◆ **What you have to do**:
Please pull out every line in the items below that contains the string "stem", and copy those lines only.

[Detection annotation records]
----
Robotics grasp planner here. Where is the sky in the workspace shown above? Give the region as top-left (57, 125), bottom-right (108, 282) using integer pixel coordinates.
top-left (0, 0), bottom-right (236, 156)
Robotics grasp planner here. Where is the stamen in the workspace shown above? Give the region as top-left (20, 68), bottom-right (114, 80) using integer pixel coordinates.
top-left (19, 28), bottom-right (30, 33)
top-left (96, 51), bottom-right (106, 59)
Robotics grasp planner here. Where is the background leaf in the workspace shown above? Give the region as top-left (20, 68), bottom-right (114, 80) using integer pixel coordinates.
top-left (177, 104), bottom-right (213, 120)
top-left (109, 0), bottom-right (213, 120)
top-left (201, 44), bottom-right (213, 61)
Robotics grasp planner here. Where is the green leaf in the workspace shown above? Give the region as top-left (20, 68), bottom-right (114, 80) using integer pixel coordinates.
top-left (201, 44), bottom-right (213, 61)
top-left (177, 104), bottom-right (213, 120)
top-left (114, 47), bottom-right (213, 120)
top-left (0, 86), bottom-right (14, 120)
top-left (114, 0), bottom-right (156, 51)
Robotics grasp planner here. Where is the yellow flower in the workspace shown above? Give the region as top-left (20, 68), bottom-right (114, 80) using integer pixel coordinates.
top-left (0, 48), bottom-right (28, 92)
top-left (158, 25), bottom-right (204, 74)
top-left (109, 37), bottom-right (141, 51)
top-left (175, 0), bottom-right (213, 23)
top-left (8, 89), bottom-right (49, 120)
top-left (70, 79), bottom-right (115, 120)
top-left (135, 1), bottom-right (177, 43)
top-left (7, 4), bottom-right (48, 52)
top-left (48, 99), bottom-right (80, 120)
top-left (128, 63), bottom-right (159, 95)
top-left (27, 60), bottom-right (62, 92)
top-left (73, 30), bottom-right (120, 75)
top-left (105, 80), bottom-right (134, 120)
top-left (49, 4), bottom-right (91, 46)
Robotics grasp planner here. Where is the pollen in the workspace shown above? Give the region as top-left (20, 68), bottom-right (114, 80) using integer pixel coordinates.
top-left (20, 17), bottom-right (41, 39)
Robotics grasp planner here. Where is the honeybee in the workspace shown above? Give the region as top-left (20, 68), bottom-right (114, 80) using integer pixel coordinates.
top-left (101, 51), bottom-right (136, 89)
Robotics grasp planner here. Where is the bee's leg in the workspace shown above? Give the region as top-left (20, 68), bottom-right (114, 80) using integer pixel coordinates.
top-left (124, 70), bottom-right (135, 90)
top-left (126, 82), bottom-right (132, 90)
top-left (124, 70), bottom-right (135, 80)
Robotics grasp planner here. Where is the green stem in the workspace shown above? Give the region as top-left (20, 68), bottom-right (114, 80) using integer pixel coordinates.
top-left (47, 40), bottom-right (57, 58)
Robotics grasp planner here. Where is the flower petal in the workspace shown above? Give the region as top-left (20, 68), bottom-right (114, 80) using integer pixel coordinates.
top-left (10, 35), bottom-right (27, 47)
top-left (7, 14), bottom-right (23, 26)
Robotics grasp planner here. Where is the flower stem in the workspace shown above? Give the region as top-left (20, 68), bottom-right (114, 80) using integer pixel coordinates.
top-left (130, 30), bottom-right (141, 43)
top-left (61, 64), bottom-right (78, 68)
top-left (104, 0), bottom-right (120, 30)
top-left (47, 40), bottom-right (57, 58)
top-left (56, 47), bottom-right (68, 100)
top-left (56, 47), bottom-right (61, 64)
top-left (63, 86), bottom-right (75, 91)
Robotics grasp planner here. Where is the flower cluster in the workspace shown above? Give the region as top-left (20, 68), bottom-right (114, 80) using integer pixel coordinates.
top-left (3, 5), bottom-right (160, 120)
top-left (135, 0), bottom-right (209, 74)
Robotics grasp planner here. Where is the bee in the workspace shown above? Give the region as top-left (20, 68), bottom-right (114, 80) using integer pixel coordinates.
----
◆ **Output of the task**:
Robotics grasp planner here. Where is the green stem in the workspace shown above? Give the region as top-left (20, 68), bottom-right (114, 80) using integer pixel coordinates.
Robotics grasp planner here. Where is the flower stem in the workspace shown above? Give the region as top-left (20, 68), bottom-right (114, 80) using integer pixel coordinates.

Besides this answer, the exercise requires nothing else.